■ Referring expression data
————
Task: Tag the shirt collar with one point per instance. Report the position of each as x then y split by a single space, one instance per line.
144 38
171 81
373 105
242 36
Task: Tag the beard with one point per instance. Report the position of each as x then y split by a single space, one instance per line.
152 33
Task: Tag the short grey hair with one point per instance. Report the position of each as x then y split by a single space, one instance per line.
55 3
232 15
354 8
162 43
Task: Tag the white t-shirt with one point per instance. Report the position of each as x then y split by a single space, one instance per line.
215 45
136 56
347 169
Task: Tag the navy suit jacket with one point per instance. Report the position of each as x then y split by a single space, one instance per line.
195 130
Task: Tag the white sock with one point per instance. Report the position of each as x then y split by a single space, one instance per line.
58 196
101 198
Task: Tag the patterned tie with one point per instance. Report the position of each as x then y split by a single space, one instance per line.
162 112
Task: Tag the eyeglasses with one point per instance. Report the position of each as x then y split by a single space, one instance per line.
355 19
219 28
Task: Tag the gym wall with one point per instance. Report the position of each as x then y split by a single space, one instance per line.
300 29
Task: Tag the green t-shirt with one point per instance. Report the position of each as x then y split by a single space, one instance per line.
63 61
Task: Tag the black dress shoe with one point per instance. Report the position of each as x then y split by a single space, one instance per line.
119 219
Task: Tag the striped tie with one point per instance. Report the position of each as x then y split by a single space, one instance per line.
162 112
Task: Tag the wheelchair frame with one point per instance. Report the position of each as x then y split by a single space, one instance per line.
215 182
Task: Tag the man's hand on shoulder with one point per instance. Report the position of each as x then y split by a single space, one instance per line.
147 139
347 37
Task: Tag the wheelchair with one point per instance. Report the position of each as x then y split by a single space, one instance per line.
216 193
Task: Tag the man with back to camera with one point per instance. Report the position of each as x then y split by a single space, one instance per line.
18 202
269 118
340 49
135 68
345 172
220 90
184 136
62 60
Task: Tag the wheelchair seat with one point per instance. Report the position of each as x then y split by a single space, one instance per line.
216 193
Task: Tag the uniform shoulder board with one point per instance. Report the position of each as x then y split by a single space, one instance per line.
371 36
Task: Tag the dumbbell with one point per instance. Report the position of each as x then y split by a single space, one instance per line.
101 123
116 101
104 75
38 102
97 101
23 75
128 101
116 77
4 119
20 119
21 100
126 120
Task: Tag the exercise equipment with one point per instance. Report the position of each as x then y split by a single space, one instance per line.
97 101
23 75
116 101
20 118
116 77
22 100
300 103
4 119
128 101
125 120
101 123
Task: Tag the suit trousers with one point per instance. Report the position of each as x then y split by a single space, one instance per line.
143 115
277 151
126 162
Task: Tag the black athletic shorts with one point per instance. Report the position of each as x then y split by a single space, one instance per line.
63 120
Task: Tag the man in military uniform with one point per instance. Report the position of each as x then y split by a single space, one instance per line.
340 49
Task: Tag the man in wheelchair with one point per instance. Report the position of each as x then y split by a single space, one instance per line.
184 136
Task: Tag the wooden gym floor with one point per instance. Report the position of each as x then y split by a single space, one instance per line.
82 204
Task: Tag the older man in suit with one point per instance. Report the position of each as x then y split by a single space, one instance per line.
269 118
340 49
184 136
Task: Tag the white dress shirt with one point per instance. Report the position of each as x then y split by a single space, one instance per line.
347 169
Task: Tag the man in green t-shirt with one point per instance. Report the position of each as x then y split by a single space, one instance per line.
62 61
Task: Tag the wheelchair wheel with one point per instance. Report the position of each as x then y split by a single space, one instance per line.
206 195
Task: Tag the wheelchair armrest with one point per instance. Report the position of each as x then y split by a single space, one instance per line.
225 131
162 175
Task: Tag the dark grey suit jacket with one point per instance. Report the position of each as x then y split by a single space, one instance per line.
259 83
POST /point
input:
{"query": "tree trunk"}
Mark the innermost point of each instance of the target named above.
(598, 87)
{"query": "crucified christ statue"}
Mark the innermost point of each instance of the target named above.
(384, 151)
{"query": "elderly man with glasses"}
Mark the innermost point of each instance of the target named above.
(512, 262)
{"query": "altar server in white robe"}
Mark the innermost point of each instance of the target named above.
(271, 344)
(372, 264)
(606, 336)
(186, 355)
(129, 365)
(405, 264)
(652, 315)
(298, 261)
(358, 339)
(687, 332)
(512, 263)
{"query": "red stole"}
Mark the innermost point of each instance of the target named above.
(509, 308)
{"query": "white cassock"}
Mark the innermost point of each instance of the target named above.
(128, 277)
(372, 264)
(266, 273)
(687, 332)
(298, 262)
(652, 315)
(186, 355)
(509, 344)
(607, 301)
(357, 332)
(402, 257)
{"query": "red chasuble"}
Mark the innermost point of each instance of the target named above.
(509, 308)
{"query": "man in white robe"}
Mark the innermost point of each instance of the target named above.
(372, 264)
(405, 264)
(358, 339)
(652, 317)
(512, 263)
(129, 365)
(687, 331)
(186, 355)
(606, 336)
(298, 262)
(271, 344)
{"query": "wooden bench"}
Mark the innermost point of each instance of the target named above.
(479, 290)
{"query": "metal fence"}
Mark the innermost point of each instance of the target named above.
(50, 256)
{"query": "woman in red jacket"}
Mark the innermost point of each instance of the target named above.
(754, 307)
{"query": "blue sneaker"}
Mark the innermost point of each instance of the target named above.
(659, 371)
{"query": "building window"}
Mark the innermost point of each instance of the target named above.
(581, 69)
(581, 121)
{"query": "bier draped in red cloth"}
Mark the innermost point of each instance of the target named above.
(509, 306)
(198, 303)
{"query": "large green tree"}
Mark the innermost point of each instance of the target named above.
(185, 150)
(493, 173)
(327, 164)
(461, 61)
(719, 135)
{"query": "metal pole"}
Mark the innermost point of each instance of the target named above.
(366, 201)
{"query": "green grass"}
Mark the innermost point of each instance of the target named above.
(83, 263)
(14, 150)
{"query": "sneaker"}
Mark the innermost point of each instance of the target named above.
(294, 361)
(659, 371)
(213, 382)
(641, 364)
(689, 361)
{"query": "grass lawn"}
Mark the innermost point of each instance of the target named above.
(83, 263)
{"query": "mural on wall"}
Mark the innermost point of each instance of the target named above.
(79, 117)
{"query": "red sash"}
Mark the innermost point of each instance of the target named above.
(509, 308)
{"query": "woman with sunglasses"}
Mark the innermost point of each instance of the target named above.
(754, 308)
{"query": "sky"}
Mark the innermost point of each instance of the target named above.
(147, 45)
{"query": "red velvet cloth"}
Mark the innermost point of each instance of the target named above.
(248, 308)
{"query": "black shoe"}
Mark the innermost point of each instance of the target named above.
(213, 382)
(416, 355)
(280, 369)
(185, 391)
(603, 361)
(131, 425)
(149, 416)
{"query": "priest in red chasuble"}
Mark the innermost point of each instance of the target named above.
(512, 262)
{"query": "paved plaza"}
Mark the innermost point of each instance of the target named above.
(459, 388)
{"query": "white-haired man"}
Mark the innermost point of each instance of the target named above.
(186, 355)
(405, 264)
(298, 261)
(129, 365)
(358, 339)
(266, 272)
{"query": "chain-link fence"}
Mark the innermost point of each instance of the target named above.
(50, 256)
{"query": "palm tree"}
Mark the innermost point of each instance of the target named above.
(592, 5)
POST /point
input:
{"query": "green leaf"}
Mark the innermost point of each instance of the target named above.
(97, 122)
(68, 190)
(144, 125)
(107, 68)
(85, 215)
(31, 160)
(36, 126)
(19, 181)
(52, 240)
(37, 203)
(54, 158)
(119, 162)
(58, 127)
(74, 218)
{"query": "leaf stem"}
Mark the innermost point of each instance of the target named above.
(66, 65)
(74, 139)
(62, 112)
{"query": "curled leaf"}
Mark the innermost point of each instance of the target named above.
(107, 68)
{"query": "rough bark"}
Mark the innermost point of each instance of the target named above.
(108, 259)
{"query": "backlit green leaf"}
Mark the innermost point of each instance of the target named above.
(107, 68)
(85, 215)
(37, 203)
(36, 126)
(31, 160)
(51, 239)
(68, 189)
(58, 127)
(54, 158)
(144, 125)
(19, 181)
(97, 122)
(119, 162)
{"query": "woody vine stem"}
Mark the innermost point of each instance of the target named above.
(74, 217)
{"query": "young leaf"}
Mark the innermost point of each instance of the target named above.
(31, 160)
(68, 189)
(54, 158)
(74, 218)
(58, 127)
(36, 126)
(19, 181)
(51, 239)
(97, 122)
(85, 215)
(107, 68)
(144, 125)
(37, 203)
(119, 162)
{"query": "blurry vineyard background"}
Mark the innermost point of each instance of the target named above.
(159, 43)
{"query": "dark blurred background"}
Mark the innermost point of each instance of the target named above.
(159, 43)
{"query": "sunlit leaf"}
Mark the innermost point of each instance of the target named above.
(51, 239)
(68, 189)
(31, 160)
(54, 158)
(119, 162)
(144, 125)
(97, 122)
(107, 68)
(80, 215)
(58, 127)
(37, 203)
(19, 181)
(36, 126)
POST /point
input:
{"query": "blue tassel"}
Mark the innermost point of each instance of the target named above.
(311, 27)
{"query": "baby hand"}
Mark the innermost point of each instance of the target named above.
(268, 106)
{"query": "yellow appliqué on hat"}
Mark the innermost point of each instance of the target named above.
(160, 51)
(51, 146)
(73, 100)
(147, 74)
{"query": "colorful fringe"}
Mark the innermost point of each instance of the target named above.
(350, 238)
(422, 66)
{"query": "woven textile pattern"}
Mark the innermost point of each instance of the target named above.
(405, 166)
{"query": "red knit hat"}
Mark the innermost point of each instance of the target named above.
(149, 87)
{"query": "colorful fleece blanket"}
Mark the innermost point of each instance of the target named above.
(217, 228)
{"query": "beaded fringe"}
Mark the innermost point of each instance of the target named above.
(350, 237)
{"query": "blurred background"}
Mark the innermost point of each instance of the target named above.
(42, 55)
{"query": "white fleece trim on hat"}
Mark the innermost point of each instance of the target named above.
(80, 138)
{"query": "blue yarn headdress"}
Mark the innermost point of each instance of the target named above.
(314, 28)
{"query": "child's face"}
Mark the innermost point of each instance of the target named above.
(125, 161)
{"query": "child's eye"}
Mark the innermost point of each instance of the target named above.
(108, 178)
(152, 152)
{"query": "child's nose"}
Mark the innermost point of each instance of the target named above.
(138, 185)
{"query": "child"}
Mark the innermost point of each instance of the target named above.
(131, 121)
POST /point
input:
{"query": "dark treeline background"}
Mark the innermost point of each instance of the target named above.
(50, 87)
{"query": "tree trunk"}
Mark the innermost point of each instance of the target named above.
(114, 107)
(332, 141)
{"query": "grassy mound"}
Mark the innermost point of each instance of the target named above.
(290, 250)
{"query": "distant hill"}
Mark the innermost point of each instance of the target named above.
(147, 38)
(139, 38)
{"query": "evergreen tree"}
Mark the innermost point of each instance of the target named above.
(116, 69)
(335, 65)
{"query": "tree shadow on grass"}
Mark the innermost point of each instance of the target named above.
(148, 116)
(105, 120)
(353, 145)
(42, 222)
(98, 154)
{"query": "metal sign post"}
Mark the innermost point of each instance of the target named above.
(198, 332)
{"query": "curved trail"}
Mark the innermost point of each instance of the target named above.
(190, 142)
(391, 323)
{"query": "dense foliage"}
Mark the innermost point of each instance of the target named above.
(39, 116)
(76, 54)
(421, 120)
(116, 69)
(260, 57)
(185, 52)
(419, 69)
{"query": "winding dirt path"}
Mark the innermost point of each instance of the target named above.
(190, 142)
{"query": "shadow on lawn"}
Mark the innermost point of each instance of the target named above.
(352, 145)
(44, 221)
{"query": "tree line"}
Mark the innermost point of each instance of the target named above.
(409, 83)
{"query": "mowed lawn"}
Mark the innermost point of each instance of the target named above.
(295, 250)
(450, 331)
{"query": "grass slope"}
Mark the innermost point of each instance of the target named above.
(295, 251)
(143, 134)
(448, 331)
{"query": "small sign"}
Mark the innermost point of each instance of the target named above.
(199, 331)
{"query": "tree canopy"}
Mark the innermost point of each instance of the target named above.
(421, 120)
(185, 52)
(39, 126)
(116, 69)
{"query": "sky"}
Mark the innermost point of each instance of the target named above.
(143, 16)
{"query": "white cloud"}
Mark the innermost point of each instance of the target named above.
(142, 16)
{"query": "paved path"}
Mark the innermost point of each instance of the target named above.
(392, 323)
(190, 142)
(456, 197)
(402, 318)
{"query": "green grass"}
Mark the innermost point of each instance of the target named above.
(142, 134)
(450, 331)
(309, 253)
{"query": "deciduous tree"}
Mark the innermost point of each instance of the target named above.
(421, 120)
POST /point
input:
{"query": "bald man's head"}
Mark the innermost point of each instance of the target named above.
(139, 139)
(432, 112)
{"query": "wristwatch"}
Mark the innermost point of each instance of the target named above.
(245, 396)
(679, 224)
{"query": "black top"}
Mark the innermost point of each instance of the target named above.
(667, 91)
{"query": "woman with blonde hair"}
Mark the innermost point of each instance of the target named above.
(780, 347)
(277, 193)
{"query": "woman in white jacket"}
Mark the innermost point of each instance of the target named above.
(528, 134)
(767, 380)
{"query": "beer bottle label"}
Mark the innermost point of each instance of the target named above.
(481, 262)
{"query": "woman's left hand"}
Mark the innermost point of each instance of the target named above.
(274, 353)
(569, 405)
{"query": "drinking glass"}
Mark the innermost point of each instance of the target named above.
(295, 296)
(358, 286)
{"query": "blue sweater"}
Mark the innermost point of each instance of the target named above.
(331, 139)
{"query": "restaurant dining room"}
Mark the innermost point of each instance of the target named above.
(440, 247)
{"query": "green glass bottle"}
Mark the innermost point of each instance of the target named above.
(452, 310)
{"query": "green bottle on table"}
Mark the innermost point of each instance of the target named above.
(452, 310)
————
■ Task description
Among the lines of the data, which ones contain the word "path"? Show them.

■ Solved exercise
{"query": "winding dirt path"}
{"query": "paved path"}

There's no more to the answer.